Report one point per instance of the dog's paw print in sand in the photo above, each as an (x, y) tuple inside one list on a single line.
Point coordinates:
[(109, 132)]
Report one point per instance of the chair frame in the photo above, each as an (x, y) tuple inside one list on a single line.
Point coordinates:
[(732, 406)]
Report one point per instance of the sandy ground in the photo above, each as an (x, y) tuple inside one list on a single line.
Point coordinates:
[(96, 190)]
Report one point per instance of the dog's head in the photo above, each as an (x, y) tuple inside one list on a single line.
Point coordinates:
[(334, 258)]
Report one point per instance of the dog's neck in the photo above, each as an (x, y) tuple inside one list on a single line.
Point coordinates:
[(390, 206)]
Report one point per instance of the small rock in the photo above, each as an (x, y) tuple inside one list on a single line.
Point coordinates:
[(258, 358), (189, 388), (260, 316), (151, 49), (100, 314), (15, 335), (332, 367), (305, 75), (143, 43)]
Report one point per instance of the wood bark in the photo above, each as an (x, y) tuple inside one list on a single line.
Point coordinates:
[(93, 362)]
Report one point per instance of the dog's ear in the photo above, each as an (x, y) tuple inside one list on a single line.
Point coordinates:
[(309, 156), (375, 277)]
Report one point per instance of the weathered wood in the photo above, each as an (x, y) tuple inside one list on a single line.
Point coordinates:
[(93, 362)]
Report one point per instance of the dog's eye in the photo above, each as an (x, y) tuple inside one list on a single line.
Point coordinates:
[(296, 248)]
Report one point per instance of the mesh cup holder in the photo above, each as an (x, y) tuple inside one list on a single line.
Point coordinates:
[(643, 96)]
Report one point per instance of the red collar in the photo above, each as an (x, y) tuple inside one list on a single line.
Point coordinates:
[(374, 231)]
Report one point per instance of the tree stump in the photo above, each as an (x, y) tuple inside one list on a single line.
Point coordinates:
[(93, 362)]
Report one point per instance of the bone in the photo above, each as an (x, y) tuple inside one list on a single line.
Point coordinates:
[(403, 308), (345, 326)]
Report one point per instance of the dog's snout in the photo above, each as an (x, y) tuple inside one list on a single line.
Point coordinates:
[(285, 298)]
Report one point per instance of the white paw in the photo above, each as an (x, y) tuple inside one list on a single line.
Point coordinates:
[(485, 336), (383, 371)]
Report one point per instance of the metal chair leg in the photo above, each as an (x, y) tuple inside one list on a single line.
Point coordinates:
● ● ●
WHAT IS NEEDED ▸ Switch every "Point coordinates" in the lines above to "Locations" and reproduce all the lines otherwise unchanged.

ANSWER TO THE PROBLEM ▸
Report one point per instance of the dog's paw print in sand in the photo above, each as an (x, y) tuple inside one list on a single line.
Locations:
[(109, 132)]
Report one point per instance of the chair frame in the photo above, each as an (x, y) tuple inside one list on a single line.
Locations:
[(732, 406)]
Report one point per instance of the sandy ground in the photo above, each as an (x, y) tuple inside one list on a single line.
Locations:
[(96, 190)]
Report one point per instance of the dog's head in the photo above, each as an (x, y) tuple inside one list on a single line.
Locations:
[(334, 258)]
Report one point per instance of the dog's neck in the photo above, each as an (x, y) tuple inside one list on a single line.
Locations:
[(390, 206)]
Report one point per instance of the small rock in the photo above, each as an (x, y) tuple inside one list on a single line.
Locations:
[(258, 358), (189, 388), (260, 316), (151, 49), (100, 314), (15, 335), (332, 367), (305, 75), (143, 43)]
Report one point per instance of the wood bark in the photo above, each as an (x, y) tuple inside one list on a single line.
Locations:
[(93, 362)]
Report one point per instance of the dog's ear in the photo above, each as an (x, y) tuple inside one list on a single line.
Locations:
[(309, 156), (375, 277)]
Report one point per instance of the weathered wood in the photo above, each as an (x, y) tuple inside one list on a single line.
Locations:
[(93, 362)]
Report one point per instance of the dog's eye in the photo above, each as an (x, y) tuple inside one list on a single line.
Locations:
[(296, 248)]
Report one point per instance of the mesh cup holder in the photo above, each as an (x, y) tuple inside one list on a single line.
Locations:
[(643, 96)]
Report one point per instance of the red collar in the photo above, each as an (x, y) tuple inside one list on a single line.
Locations:
[(374, 231)]
Report one point per instance of the tree stump in the photo above, each as an (x, y) tuple inside one list on a single line.
Locations:
[(93, 362)]
Report one point per instance of the bone in the photo above, each as an (x, y) tuple inside one list on a single line.
Locations:
[(403, 308), (345, 326)]
Report one point per instance of the dog's snout in the photo above, each as an (x, y) tuple inside one list on a single line.
Locations:
[(285, 298)]
Report one point per instance of the white paw in the photo above, each as an (x, y) tuple inside one list on a single line.
Locations:
[(485, 336), (383, 371)]
Report one point per instance of the metal chair leg in the photo above, each as an (x, y) tuple inside one list on a single line.
Locations:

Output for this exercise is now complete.